Because we are adding surprisal for each new element in the sentence, the result is length dependent. For general purpose language model evaluation we need to adjust for length, giving us a measure called perplexity. More information on this here:

https://githubtocolab.com/cbannard/lela60331_25-26/blob/main/Perplexity.ipynb

For now, just note that it is calculated by raising 2 to the log probability of the sentence divided by its length:

In [None]:
pow(2,log_prob/len(sentence3))

### Language modelling for words

We are now going to switch to building and exploiting word-based language models. In order to do this we are going to have generate a list of words instead of a list of characters. We are going to do this using re.split()

### re.split()
re.split() takes a regular expression as a first argument (if you don't have a precompiled pattern) and string as second (or first if you have a precompiled pattern) argument, and splits the string into tokens divided by all substrings matched by the regular expression.

In [None]:
# download from from the internt
!wget https://www.gutenberg.org/files/2554/2554-0.txt
# read in the file
f = open('2554-0.txt')
c_and_p = f.read()
# select the first chapter - possible because I determined range
chapter_one = c_and_p[5464:23725]
# convert text to lower case
chapter_one=chapter_one.lower()
chapter_one=re.sub('\\n',' ', chapter_one)
chapter_one=re.sub("\\. "," eol ", chapter_one)
chapter_one=re.sub('[^a-z ]','', chapter_one)
chapter_one=re.sub(' +', ' ',chapter_one)
chapter_one=re.split(" ", chapter_one)



With the text in this new tokenised format, the same algorithm can be applied to extract unigram and bigram counts.

In [None]:
from collections import defaultdict
total_unigrams = len(chapter_one) - 1
unigrams = defaultdict(int)

**What the exercise asks**
Transcribe the part of the language-modeling tutorial between "For now, just" and "the regular expression.", inclusive.

**Data rows**
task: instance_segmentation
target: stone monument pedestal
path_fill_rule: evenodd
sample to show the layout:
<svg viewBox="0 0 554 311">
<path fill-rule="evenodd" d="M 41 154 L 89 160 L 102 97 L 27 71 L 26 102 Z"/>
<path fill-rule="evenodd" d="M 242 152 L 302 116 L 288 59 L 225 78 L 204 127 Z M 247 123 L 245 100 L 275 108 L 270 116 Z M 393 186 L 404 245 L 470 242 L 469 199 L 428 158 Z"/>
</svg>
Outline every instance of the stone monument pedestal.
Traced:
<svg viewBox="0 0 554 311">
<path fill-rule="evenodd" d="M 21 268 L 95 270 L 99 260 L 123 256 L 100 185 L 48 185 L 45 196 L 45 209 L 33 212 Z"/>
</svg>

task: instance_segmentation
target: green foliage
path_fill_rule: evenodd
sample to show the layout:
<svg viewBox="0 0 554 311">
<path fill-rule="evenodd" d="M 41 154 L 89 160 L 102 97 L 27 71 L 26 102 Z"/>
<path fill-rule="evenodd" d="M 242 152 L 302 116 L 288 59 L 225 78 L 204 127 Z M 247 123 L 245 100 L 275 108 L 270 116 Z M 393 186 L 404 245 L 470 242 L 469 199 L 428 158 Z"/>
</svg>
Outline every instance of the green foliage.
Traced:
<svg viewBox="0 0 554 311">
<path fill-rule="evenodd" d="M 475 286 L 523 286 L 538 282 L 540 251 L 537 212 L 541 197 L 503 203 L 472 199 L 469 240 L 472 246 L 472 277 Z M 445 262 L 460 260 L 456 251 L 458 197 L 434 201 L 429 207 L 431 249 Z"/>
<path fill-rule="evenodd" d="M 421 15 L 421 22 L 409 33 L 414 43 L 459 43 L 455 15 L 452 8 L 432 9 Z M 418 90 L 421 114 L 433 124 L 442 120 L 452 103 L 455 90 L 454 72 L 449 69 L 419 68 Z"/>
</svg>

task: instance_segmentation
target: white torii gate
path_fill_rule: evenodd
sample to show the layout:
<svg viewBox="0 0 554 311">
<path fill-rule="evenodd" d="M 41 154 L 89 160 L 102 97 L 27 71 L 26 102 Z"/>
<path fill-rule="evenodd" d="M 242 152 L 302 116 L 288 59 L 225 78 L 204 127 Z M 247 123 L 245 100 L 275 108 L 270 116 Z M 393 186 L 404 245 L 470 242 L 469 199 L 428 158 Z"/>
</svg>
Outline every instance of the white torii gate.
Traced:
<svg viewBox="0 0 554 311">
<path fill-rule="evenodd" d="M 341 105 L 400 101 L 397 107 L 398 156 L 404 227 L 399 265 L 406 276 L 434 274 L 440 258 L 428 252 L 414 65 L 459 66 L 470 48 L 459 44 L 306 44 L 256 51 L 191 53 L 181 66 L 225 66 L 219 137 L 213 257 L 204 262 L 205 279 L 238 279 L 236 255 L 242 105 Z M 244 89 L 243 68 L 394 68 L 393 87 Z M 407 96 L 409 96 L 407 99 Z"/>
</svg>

...

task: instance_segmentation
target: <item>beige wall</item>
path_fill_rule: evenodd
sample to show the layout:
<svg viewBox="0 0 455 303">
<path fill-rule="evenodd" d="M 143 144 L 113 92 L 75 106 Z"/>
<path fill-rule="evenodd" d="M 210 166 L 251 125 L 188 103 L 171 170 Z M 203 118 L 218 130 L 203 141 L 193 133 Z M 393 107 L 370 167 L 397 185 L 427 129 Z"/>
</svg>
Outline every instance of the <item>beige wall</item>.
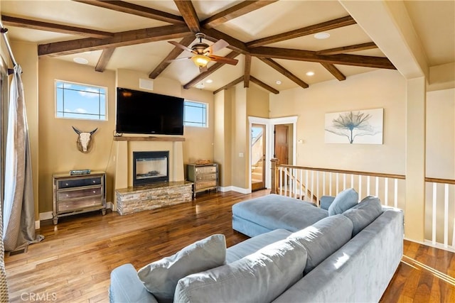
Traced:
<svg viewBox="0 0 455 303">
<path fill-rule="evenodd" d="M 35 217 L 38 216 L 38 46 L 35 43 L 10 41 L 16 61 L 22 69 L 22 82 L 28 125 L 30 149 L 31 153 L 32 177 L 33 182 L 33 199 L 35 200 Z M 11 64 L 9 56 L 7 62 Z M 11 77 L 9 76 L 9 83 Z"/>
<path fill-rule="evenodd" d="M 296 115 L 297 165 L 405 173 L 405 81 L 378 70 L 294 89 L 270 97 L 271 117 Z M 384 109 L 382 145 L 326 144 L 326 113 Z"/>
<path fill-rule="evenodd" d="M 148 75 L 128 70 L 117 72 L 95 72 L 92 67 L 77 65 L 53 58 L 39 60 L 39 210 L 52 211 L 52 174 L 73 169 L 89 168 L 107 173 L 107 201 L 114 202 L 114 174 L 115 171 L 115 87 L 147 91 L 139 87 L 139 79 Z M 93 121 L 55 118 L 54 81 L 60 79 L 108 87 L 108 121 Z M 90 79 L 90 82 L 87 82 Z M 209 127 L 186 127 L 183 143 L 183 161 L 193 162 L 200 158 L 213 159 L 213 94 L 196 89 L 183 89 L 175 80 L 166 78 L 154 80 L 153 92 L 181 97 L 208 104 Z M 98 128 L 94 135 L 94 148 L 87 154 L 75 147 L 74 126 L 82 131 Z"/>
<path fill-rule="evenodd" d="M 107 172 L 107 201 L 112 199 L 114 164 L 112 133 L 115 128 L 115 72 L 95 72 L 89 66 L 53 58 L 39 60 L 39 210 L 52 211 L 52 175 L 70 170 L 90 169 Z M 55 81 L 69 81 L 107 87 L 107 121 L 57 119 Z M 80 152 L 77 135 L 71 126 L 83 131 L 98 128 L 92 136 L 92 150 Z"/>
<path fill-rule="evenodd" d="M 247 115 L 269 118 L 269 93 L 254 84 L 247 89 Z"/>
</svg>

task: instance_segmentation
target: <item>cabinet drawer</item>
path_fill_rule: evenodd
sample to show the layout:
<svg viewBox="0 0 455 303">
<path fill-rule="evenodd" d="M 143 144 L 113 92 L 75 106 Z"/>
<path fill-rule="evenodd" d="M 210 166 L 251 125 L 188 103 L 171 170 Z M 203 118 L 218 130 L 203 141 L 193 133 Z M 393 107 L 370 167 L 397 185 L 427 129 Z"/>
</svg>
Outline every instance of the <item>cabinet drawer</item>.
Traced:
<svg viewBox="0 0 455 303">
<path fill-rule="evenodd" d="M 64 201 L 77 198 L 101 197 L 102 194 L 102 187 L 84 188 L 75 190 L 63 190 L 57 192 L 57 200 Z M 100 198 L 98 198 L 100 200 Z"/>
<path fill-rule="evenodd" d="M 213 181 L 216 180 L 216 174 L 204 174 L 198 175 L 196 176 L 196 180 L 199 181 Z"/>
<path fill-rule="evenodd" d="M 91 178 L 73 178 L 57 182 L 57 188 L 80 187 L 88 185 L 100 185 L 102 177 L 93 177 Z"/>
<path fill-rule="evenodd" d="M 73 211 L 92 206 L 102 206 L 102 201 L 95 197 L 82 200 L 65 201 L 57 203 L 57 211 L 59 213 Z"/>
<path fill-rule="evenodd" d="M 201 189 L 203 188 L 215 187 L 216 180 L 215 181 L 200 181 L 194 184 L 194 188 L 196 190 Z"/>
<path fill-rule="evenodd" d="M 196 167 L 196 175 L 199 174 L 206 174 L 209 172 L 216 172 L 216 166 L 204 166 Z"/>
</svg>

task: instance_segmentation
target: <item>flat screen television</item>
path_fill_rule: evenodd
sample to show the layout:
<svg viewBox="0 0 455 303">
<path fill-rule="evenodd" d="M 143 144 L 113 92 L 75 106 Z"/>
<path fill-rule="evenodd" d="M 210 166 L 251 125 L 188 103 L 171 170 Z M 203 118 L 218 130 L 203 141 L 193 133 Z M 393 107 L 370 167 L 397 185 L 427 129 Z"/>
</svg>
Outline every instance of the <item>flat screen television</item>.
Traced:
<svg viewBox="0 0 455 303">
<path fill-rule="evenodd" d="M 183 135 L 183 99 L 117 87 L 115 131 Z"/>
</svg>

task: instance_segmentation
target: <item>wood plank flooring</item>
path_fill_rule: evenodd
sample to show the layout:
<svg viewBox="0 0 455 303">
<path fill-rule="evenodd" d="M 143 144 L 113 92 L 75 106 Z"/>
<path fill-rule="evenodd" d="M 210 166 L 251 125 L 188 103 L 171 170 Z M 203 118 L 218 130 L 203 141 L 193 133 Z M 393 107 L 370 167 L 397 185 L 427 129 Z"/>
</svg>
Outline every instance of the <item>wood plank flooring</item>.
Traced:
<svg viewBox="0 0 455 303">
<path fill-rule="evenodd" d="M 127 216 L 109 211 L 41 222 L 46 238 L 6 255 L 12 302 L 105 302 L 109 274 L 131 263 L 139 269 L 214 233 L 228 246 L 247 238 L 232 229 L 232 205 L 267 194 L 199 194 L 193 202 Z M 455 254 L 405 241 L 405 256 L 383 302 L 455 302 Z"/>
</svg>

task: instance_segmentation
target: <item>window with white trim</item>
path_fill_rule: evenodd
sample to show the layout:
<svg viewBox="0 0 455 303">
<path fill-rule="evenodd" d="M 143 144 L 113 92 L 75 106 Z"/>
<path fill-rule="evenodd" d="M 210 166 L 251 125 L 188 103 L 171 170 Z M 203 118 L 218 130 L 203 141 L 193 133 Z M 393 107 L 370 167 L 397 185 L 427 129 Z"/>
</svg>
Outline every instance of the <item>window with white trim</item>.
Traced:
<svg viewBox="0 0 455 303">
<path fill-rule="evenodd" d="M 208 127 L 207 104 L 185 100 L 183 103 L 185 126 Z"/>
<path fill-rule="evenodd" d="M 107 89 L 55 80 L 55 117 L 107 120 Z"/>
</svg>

**Response for this exercise**
For now, just note that it is calculated by raising 2 to the log probability of the sentence divided by its length:

In [None]:
pow(2,log_prob/len(sentence3))

### Language modelling for words

We are now going to switch to building and exploiting word-based language models. In order to do this we are going to have generate a list of words instead of a list of characters. We are going to do this using re.split()

### re.split()
re.split() takes a regular expression as a first argument (if you don't have a precompiled pattern) and string as second (or first if you have a precompiled pattern) argument, and splits the string into tokens divided by all substrings matched by the regular expression.